■ WHAT TO WORK ON:
Every line of the entries below that carries the string "feathered" should be copied.

**********

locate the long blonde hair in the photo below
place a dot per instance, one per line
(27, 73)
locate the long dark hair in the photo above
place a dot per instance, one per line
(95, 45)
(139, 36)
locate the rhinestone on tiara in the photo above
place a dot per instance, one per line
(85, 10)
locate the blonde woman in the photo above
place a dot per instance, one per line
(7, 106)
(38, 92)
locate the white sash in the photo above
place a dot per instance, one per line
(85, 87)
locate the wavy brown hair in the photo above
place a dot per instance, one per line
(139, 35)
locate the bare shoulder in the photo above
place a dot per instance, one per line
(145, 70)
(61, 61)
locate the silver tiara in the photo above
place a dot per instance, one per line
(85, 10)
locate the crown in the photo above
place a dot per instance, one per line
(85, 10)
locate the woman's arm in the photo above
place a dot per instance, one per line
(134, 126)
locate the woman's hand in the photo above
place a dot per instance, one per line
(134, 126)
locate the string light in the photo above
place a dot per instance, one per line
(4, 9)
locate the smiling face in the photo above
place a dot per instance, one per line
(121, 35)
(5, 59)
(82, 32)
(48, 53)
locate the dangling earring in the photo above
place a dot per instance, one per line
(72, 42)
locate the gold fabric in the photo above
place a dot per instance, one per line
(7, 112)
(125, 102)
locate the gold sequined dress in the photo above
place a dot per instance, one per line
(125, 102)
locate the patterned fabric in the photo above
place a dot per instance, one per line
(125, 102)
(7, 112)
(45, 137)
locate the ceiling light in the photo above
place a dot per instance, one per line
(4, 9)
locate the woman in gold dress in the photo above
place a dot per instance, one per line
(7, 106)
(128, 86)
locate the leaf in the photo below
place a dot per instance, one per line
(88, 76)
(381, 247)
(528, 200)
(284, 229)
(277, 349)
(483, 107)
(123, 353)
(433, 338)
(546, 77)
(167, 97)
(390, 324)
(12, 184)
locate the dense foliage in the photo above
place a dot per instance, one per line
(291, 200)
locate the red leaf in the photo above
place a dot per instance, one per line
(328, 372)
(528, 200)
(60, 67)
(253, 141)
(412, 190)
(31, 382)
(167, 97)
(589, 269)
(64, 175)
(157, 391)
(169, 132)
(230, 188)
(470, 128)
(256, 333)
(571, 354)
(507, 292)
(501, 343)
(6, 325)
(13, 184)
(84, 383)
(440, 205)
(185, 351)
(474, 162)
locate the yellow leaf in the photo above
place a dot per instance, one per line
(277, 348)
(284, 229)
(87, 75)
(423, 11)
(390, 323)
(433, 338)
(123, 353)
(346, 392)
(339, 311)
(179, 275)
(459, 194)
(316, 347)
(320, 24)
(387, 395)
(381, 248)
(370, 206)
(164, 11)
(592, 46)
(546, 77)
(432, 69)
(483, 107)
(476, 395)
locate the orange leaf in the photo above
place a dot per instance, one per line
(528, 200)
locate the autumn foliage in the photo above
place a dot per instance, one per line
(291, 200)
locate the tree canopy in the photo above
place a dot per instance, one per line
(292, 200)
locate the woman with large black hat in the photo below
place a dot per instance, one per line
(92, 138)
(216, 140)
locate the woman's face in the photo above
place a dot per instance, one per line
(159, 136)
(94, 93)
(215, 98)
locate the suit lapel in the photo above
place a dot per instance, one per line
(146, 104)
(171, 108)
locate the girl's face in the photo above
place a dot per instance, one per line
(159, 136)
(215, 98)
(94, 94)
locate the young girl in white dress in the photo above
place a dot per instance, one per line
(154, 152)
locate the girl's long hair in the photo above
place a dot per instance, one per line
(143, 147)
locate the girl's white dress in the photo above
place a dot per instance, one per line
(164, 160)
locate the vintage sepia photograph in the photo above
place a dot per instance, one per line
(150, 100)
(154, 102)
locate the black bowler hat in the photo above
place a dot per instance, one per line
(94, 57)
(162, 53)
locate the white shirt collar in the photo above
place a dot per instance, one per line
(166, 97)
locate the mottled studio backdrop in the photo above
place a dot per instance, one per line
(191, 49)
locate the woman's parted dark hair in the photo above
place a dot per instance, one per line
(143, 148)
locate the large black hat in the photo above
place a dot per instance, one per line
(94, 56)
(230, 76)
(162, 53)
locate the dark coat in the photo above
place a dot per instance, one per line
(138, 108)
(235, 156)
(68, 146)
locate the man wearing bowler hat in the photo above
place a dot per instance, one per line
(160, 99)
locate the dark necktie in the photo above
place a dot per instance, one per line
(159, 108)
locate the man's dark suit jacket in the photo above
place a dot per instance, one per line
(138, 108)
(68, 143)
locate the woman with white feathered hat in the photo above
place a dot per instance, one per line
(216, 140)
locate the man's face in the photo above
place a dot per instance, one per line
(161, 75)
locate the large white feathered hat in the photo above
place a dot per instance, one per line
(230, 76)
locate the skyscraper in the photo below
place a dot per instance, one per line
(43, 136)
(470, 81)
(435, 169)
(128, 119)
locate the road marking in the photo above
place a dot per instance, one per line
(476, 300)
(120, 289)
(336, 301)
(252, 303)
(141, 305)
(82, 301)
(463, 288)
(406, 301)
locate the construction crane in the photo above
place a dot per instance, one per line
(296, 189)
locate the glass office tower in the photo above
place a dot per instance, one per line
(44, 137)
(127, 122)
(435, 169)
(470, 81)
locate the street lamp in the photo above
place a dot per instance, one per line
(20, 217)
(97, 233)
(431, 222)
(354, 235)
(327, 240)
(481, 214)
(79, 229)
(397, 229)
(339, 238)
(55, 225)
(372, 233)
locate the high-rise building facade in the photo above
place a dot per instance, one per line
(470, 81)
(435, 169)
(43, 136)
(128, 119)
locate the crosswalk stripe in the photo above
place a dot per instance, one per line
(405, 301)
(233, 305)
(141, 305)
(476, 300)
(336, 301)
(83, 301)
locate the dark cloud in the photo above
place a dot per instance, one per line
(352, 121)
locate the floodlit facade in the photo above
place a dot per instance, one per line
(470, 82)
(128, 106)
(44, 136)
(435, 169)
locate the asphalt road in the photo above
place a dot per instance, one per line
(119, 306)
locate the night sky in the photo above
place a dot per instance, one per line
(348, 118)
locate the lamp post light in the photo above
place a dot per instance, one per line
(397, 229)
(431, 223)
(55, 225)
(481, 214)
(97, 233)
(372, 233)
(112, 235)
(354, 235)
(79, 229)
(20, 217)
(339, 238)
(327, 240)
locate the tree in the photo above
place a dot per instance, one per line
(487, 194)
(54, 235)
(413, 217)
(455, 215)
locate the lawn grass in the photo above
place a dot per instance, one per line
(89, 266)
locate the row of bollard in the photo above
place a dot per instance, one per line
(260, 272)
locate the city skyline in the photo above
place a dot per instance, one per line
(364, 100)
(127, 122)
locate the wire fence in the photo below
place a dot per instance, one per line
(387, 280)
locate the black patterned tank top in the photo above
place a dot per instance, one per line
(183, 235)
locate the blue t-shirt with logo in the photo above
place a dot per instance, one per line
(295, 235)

**********

■ TASK OUTPUT:
locate the woman with white feathered hat in the photo above
locate the large white feathered hat in the photo above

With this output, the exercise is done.